Written request: Your task is to return the line containing "[point] every instance of the purple" plus every line after it, exactly and with nothing added.

___ Available data

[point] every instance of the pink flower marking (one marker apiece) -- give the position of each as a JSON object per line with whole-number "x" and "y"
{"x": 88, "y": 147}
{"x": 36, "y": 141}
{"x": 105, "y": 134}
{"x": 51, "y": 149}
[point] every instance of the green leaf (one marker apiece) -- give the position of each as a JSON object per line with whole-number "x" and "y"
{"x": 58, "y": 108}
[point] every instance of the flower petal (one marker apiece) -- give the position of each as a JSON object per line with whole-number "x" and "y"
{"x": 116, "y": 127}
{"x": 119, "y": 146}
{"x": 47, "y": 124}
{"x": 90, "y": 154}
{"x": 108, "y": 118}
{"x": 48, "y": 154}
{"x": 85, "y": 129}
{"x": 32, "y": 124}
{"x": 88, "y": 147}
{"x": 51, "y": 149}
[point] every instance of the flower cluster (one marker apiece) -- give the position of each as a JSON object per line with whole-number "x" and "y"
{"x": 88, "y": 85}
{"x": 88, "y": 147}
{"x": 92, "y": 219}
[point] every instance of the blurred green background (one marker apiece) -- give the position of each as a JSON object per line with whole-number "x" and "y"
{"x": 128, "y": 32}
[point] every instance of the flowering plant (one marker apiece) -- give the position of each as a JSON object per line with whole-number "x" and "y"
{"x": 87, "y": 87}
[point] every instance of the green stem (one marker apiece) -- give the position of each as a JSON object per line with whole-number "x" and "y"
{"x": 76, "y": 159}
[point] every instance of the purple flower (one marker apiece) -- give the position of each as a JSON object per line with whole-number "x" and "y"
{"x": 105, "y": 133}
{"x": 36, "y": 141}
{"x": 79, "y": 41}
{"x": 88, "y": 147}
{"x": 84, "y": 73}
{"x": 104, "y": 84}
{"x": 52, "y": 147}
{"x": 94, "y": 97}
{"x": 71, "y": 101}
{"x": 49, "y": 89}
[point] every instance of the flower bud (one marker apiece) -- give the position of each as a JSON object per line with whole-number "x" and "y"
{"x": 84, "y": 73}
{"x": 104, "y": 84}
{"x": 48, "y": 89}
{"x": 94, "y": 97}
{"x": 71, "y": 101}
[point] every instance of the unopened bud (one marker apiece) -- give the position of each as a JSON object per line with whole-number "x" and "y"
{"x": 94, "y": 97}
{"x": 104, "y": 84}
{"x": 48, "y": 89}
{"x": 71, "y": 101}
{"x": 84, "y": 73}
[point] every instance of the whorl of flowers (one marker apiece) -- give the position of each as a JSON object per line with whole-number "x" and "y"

______

Task result:
[point] every instance of the purple flower (one marker apiece) -- give the position of each as a JSON object per line with whole-number "x" and "y"
{"x": 105, "y": 133}
{"x": 36, "y": 141}
{"x": 79, "y": 41}
{"x": 88, "y": 147}
{"x": 84, "y": 73}
{"x": 104, "y": 84}
{"x": 52, "y": 147}
{"x": 94, "y": 97}
{"x": 71, "y": 101}
{"x": 49, "y": 89}
[point] every instance of the flower bud (one marker apiece) -- give the position of each as a JSON object per line with whole-number "x" and "y"
{"x": 84, "y": 73}
{"x": 104, "y": 84}
{"x": 48, "y": 89}
{"x": 94, "y": 97}
{"x": 71, "y": 101}
[point] every instance of the unopened bud (one marker apiece) -- give the position of each as a JSON object per line with whole-number "x" and "y"
{"x": 94, "y": 97}
{"x": 104, "y": 84}
{"x": 48, "y": 89}
{"x": 71, "y": 101}
{"x": 84, "y": 73}
[point] every instance of the whorl of flowers (one marker apiece) -- give the position of each as a JSON object per line with whole-number "x" and "y"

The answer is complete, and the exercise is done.